From the data below, set down exactly the lines between the one holding "Query: green road sign" and the one holding "like [728, 16].", inclusive, and no others.

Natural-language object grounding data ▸
<<<<
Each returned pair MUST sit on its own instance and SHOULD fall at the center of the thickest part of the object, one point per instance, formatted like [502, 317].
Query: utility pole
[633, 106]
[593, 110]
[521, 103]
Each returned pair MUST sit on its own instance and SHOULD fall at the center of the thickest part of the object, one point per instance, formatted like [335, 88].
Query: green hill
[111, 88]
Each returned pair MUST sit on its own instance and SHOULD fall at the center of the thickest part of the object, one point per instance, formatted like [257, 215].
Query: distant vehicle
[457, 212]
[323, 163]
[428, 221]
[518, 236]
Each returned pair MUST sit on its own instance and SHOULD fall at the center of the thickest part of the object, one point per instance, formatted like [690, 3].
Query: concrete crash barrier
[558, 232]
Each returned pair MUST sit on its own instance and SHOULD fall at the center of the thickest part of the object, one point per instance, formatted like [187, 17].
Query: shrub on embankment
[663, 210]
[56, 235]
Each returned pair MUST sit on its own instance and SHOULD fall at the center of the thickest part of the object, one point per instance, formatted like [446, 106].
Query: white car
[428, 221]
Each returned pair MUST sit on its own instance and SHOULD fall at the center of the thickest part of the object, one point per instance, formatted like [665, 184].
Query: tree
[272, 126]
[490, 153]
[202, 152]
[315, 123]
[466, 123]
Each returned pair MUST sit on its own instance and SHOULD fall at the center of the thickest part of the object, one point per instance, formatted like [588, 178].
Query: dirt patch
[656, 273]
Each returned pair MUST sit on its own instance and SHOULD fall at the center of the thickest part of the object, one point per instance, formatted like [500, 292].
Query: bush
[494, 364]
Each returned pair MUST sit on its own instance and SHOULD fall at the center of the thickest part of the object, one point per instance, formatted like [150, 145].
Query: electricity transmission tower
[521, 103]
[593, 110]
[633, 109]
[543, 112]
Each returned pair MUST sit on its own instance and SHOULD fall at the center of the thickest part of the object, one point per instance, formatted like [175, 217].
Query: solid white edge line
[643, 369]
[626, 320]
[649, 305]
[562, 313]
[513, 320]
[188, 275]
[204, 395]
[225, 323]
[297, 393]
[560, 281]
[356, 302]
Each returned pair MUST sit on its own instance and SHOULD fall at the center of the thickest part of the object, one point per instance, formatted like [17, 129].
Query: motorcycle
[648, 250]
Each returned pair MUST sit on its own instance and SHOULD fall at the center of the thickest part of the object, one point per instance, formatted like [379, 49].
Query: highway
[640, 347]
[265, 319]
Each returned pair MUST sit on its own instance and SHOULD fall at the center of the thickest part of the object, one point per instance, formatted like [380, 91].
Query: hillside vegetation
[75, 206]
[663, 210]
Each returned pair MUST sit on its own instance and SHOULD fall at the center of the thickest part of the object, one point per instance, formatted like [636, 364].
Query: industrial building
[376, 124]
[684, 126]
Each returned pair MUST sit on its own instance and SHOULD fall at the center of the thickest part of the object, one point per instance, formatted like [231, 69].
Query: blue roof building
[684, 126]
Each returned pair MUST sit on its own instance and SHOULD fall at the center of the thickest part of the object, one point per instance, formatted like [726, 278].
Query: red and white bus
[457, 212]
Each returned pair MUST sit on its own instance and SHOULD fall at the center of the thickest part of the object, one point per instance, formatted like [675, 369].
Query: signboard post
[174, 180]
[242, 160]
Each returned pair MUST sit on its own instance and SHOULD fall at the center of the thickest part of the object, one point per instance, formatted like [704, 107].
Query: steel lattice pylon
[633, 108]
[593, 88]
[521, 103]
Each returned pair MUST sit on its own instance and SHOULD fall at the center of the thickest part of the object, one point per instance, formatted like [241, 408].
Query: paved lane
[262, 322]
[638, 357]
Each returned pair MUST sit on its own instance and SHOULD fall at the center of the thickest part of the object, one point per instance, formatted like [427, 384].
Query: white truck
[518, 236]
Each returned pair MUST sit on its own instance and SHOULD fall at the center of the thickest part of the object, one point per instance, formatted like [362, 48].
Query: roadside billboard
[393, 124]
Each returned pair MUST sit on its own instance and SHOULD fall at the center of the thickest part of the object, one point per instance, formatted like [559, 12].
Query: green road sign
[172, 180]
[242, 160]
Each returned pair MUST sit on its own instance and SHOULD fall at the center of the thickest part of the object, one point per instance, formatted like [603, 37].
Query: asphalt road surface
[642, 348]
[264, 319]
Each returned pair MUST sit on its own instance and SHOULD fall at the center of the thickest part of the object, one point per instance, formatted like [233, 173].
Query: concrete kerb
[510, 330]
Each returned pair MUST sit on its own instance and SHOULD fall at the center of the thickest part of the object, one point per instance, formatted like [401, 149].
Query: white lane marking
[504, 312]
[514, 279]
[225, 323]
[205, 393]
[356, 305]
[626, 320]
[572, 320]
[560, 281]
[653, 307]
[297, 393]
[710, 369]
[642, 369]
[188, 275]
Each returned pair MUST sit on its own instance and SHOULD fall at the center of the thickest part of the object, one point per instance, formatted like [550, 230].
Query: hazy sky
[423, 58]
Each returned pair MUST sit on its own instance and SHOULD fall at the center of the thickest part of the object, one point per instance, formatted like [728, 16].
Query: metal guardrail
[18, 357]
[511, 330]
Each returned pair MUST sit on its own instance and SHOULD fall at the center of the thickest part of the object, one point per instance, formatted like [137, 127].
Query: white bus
>>>>
<<<<
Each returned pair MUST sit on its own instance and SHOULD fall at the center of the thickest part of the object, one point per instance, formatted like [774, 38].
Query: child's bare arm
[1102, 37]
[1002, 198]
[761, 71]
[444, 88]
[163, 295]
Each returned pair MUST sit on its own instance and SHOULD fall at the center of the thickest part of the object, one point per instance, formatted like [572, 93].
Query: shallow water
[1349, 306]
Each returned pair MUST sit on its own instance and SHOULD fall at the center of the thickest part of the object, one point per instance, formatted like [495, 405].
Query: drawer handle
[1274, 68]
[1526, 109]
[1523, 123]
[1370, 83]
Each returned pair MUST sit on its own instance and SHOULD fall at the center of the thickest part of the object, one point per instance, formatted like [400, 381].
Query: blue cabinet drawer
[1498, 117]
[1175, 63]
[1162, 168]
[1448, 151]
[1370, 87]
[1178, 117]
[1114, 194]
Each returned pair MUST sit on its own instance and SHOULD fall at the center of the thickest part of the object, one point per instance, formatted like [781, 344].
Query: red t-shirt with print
>>>>
Solution to the problem ▸
Query: green road sign
[172, 180]
[242, 160]
Each returned pair MUST sit on its own instance and SHOULD fall at the center of the thickest part of the object, one point per instance, formatted like [603, 37].
Query: asphalt road surface
[642, 348]
[264, 319]
Each returned pair MUST sit on its own instance and SHOULD fall at the center of the thickest part of the object, one point per instance, formatted like [233, 173].
Query: concrete kerb
[510, 330]
Each returned pair MUST sit on its own instance and SHOULD fall at the center of the thickest part of the object, one point per instance, formatted like [401, 149].
Query: white lane marking
[504, 312]
[514, 279]
[225, 323]
[205, 393]
[356, 305]
[626, 320]
[572, 320]
[560, 281]
[653, 307]
[297, 393]
[710, 369]
[642, 369]
[188, 275]
Each returned pair MUST sit on its own instance and SHOULD fall at the center of the thickest part of the object, one point per instance, formatted like [550, 230].
Query: hazy sky
[423, 58]
Each returned pair MUST sit on its own instance and SHOULD fall at the center of the thickest part of the object, one point per instance, formatted like [728, 16].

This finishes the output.